Given entries

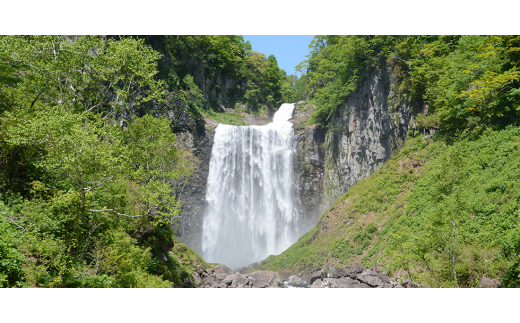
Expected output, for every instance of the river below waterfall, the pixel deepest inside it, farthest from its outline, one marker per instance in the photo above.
(250, 195)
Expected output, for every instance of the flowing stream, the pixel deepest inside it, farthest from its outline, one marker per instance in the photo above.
(250, 193)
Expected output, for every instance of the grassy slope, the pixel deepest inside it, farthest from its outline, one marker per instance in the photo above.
(402, 206)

Task goal
The whole listing should be transcribed exactly, though its pictures must be left out.

Answer box
Expected output, for every instance of the river below waterfall, the pixel deepest inside it, farthest from its outline, one marker per instance in the photo above.
(250, 195)
Expected output, for every instance of the flowing stream, the pixel deepest inside it, farthest from its outline, one marker per instance in the photo above.
(250, 193)
Expected output, for every instance of the grassy slope, the pixel deepest inside it, farthest from its outline, one marker per instance in the photo above.
(402, 206)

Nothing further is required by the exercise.